When the string "every" appears in a line of the records, show the whole line.

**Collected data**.
◆ ◆ ◆ ◆

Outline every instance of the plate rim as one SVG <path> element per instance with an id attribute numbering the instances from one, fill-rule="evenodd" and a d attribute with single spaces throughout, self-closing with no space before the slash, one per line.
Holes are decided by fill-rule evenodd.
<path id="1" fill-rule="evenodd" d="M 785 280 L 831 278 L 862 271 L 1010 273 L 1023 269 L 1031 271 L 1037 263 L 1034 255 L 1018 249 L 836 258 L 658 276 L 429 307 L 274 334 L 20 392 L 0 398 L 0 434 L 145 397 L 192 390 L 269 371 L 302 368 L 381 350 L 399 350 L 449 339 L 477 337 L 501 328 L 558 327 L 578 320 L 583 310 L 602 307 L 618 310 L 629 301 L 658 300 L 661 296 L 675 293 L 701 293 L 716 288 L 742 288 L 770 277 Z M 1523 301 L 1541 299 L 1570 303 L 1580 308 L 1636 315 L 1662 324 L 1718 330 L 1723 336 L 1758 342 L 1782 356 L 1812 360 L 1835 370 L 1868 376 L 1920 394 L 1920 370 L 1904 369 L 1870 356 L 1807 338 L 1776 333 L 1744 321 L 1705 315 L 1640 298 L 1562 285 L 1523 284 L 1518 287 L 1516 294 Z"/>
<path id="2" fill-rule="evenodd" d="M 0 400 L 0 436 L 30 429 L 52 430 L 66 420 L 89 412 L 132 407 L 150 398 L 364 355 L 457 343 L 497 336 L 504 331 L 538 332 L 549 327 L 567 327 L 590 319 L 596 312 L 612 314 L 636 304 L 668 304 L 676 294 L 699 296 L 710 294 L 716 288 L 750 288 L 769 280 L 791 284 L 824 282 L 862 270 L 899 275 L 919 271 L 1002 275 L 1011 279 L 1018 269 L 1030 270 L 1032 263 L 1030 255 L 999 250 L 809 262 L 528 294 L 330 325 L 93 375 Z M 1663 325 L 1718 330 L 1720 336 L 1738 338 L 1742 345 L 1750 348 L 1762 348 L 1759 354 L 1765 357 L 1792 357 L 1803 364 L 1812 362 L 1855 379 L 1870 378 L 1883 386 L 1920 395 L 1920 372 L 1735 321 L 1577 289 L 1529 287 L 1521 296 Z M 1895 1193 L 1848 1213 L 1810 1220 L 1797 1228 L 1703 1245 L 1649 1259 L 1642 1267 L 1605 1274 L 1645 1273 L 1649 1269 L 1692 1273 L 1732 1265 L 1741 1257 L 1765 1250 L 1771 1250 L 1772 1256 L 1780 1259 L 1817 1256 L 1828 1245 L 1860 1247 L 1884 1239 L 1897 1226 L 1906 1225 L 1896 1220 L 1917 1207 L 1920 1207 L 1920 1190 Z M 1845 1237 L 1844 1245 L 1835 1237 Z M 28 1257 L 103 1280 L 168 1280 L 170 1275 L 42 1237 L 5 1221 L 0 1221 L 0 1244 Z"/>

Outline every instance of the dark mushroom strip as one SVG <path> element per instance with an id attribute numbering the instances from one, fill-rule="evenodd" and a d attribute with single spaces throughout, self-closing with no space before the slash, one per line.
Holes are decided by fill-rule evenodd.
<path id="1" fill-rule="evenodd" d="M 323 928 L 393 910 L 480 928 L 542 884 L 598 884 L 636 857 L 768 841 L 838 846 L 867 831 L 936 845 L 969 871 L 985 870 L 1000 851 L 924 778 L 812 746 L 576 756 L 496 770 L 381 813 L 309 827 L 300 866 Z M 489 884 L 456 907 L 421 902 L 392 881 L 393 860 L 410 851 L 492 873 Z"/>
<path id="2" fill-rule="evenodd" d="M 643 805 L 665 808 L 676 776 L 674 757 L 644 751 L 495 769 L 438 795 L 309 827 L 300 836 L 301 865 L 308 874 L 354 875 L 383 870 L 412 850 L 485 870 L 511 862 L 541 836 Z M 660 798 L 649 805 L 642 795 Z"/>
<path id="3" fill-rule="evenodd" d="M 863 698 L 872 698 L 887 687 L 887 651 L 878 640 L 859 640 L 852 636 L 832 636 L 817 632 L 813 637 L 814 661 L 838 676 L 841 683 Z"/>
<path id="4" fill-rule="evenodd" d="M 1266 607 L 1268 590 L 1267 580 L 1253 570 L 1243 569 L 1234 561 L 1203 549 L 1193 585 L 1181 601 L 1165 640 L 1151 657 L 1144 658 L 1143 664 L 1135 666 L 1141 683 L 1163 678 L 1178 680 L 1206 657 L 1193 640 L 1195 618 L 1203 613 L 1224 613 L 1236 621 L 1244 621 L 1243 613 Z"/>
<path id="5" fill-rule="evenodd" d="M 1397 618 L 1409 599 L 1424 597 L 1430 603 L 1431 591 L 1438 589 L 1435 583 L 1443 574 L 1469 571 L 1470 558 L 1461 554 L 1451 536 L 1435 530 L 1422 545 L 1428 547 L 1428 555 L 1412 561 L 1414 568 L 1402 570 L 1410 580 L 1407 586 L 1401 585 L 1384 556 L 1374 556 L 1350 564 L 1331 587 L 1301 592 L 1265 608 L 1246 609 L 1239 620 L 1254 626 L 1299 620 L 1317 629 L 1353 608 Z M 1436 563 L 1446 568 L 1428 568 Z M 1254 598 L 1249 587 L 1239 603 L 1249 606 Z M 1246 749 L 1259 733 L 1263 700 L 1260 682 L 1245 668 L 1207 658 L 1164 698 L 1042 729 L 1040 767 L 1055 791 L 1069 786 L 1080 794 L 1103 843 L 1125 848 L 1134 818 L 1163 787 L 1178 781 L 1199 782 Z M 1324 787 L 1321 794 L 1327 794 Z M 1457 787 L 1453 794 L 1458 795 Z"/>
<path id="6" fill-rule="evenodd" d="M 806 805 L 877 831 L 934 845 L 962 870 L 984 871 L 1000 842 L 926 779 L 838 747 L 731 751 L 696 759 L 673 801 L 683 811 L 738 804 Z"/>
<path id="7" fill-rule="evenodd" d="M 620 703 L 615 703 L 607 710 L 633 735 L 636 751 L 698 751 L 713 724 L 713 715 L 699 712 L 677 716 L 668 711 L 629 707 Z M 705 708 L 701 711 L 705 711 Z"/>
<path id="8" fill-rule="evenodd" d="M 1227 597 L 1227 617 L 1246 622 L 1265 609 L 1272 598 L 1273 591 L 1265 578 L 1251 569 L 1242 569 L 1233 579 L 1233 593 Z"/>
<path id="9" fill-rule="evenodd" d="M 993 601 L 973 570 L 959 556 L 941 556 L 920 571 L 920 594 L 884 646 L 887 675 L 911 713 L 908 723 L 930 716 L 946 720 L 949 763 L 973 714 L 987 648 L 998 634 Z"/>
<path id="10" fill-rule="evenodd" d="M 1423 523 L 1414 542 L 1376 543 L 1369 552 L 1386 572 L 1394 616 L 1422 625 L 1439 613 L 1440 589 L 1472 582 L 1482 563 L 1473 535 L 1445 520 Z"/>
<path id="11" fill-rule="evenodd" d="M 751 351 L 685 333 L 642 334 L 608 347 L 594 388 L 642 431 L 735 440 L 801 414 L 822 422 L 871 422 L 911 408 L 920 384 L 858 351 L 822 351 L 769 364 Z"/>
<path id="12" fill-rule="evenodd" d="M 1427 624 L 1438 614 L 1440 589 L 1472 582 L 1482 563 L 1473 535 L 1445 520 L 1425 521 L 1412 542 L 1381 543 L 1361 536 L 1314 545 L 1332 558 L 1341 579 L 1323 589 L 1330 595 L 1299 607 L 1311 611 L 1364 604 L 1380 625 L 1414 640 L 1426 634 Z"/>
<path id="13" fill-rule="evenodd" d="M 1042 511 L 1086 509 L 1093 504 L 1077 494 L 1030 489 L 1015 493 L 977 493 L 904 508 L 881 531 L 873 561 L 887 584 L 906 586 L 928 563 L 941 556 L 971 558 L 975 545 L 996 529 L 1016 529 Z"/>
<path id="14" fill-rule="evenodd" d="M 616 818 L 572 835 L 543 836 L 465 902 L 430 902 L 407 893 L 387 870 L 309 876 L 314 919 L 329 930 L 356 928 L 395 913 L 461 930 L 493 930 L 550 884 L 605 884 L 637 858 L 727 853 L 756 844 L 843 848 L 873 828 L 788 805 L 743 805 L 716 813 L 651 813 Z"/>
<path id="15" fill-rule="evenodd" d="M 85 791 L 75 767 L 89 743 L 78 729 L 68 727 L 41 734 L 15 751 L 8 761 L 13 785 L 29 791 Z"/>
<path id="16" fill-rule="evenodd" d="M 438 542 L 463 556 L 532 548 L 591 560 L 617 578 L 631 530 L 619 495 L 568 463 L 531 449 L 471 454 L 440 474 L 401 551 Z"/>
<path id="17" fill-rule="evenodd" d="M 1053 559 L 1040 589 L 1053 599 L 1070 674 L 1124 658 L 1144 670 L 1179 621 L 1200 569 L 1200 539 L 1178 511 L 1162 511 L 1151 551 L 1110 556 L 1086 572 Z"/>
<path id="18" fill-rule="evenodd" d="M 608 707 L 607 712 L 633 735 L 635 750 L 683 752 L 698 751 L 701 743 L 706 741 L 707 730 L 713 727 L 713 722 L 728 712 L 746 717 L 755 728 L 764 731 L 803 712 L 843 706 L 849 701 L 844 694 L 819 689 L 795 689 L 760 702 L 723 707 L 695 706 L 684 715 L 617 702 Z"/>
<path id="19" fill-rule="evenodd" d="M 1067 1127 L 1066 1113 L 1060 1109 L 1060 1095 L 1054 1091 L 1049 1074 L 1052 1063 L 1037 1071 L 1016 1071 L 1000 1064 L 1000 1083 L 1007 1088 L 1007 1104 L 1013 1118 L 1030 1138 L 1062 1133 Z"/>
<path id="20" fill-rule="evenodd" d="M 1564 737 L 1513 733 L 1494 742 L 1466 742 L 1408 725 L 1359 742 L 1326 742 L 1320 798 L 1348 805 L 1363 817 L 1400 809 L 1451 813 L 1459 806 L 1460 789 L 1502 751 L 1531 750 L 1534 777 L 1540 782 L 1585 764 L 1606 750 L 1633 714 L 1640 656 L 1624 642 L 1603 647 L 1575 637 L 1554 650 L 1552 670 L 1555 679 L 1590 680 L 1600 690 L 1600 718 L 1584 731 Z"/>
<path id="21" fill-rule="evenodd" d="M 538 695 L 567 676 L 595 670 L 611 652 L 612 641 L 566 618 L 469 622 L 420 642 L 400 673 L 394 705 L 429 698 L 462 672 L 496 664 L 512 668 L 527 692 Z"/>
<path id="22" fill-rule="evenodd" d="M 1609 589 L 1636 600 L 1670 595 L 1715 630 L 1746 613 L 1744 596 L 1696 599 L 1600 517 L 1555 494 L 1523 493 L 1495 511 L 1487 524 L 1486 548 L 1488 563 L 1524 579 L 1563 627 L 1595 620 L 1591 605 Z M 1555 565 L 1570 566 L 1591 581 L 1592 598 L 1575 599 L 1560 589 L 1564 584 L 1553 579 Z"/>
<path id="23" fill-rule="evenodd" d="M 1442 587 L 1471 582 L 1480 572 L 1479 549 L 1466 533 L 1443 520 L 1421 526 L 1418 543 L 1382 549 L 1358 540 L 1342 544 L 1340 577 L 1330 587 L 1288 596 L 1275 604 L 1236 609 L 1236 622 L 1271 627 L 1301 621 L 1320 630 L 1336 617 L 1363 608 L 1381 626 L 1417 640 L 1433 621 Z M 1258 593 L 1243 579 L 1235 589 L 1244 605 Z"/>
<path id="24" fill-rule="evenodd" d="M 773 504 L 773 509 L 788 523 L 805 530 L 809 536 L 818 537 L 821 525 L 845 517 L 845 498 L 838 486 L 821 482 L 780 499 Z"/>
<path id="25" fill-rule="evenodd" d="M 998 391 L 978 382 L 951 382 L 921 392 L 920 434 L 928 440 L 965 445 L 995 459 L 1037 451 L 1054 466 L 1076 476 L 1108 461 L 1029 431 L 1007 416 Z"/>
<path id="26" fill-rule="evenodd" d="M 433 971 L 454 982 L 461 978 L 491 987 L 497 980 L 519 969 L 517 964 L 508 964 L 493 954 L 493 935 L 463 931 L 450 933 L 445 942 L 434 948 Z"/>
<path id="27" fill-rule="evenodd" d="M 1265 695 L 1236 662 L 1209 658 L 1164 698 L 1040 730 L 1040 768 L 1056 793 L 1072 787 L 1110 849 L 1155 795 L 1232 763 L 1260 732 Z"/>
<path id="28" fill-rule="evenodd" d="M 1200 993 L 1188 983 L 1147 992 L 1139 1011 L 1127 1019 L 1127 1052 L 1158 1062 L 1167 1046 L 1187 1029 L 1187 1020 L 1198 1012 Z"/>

◆ ◆ ◆ ◆

**Response**.
Outline every instance of the plate rim as one SVG <path> element per instance with an id attribute numbering the instances from one, fill-rule="evenodd" and a d attribute with single spaces throughout, self-closing with no space before the slash, one per line.
Outline every instance of the dark mushroom strip as one SVG <path> element per instance with an id attribute numbering the instances from one, fill-rule="evenodd" and a d attribute with single spaces throughout, self-closing with no space before the slash, one per line.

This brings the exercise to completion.